Updated Wednesday, April 1, 4:00 p.m.
As cases of COVID-19 begin to show up in prisons, jails and immigration detention centers across the country, the almost 40,000 people who are being held while awaiting immigration hearings are starting to panic. In California, lawyers have filed suit in federal court seeking the release of 13 immigrant detainees who have chronic medical conditions and would be at high risk if they contract the novel coronavirus.
Salomón Medina-Calderón is one of the immigrants named in the lawsuit filed against U.S. Immigration and Customs Enforcement (ICE) by the American Civil Liberties Union of Northern California and other legal advocacy groups. Born in Mexico, he’s raised six children over his three decades in the U.S. At 56 years old, Medina-Calderón is nearly blind and has diabetes.
“I do not want to die somewhere like this, in an ICE detention center,” he said in Spanish. “My wish is, for (my) last moments — days or years, I don't know, it depends — to be with my family, to have an end close to my family.”
He’s being held in the Yuba County Jail, one of two immigration detention facilities in California cited in the lawsuit. The jail is in Marysville, about 40 miles north of Sacramento. It’s a blocky, beige facility holding both county jail inmates and nearly 150 immigrant detainees on Wednesday, according to ICE. There are 50 men in Medina-Calderón’s unit, according to Sgt. Jeff Palmer at the Yuba County Jail.

◆ PROBLEMS AND TASKS
1. According to the news article, how many men are in Medina-Calderón's unit at the Yuba County Jail?
2. Using the news article, explain why the lawyers in California are seeking the release of the 13 immigrant detainees.
3. Echo the news article word for word, from "Updated Wednesday, April" up to and including "and has diabetes.".
The entries that come after the news article are not needed for any of the work here.

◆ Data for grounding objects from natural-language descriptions
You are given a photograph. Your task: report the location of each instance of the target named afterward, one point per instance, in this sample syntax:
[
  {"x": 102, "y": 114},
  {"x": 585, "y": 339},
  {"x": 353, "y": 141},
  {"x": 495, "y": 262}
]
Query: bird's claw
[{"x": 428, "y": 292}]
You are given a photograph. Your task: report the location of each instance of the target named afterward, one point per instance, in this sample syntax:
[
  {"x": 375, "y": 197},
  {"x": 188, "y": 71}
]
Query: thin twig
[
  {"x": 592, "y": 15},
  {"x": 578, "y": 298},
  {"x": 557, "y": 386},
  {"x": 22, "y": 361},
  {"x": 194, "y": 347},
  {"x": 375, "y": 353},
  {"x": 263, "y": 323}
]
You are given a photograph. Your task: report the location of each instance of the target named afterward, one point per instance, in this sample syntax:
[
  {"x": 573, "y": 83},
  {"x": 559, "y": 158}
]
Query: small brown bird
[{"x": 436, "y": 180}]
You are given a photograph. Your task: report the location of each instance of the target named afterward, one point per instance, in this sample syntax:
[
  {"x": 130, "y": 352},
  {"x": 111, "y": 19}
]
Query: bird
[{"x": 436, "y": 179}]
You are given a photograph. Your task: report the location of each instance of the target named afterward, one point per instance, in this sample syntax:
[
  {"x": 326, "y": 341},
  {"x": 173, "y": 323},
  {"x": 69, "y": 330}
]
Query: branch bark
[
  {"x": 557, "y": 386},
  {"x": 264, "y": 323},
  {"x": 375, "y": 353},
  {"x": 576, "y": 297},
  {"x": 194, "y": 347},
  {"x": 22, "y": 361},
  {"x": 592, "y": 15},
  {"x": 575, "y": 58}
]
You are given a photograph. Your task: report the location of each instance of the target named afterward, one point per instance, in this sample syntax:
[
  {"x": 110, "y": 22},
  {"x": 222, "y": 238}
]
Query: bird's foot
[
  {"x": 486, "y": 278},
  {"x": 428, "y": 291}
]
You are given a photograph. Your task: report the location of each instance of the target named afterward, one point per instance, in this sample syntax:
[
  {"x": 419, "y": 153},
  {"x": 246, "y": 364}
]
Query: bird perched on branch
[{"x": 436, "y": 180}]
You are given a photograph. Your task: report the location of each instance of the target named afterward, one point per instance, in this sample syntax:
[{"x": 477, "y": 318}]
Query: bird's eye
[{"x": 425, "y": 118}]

◆ ANSWERS TO THE EXERCISE
1. There are 50 men in his unit.

2. The 13 detainees have chronic medical conditions. They would be at high risk if they contracted the novel coronavirus.

3.
Updated Wednesday, April 1, 4:00 p.m.
As cases of COVID-19 begin to show up in prisons, jails and immigration detention centers across the country, the almost 40,000 people who are being held while awaiting immigration hearings are starting to panic. In California, lawyers have filed suit in federal court seeking the release of 13 immigrant detainees who have chronic medical conditions and would be at high risk if they contract the novel coronavirus.
Salomón Medina-Calderón is one of the immigrants named in the lawsuit filed against U.S. Immigration and Customs Enforcement (ICE) by the American Civil Liberties Union of Northern California and other legal advocacy groups. Born in Mexico, he’s raised six children over his three decades in the U.S. At 56 years old, Medina-Calderón is nearly blind and has diabetes.